- **Tasks to perform**
1) Answer these questions using the blog excerpt:
(a) What is the name of the blog that Agnes writes?
(b) To which blog does the writer pass on the E for Excellent Blog award?
(c) On which street does the writer say they still appear to be in the Saturday entry?
2) Transcribe the blog excerpt from "Monday, 19 May" up to and including "matter) food experience!".
3) According to the blog excerpt, why does the writer especially value Lucy's reflections on wholesome foods? Respond in one to three sentences.

Monday, 19 May 2008

And the "E"-mie Goes To...!

The gracious Agnes, fellow Melbourne-based food blogger of the always very readable Off the Spork has passed onto Spot4Nosh the E for Excellent Blog award. Thanks Agnes! It is most gratifying to know that there are folks out there who enjoy the blog. I certainly enjoy adding to it since that means we've had yet another memorable (good or bad, no matter) food experience!


I would like to pass the E for Excellent Blog accolade on to Lucy and her blog Nourish Me, also from Melbourne. I'll have to be honest and say that I'd only recently truly discovered her blog, but have since remained charmed. Most of the meals we enjoy and write about in Spot4Nosh wouldn't exactly be classified as healthy or particularly nourishing (if that's all we ate!) so Lucy's poetic and meditative reflections on much more wholesome foods, and her lovely photographs, are all the more appreciated. I feel purged and refreshed everytime I visit!

Saturday, 17 May 2008

Pies Ain't Pies - Joe's Garage

Weeks continue to merge at a rapid rate. It appears we're still on Brunswick Street though it's another weekend, but which one already? Today is more than grey. Windy, shiveringly cold, frozen ears, heavy drizzle and fog on breath. Weather that Melbourne used to be known for, though we haven't seen it for quite awhile. But isn't this just what we Melbournians live for, and hadn't we all missed it? Glorious...(?)

(Records from a dataset)
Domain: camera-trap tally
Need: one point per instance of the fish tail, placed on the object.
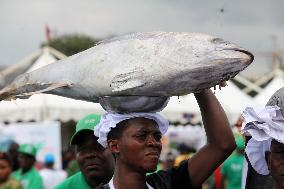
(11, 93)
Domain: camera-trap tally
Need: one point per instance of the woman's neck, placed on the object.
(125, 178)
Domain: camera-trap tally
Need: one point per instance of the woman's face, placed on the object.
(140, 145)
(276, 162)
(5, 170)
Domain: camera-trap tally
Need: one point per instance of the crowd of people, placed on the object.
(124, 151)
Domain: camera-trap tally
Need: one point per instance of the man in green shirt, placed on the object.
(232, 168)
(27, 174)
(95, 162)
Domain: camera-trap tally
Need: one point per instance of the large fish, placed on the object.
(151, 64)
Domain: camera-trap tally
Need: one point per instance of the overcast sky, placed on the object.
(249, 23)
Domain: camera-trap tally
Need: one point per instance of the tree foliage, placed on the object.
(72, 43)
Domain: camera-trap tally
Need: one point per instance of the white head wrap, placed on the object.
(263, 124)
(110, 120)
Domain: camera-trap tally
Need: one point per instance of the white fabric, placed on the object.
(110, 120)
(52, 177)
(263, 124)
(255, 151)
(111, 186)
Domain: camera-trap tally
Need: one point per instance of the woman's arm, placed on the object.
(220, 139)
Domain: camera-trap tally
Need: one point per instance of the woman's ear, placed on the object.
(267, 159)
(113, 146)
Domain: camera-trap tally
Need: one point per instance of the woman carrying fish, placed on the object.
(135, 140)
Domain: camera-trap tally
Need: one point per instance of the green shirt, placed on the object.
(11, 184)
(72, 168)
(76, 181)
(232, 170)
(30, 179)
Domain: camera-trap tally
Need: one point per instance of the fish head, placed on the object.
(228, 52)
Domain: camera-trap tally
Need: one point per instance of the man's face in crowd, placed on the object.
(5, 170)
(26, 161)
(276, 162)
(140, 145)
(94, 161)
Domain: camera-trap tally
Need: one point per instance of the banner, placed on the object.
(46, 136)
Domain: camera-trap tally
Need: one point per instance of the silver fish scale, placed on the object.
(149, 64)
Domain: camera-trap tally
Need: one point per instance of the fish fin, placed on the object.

- **Set of answers**
1)
(a) Off the Spork
(b) Nourish Me
(c) Brunswick Street

2)
Monday, 19 May 2008

And the "E"-mie Goes To...!

The gracious Agnes, fellow Melbourne-based food blogger of the always very readable Off the Spork has passed onto Spot4Nosh the E for Excellent Blog award. Thanks Agnes! It is most gratifying to know that there are folks out there who enjoy the blog. I certainly enjoy adding to it since that means we've had yet another memorable (good or bad, no matter) food experience!

3) Lucy's reflections on much more wholesome foods, along with her lovely photographs, are appreciated all the more because most of the meals enjoyed and written about in Spot4Nosh would not be classified as healthy or particularly nourishing.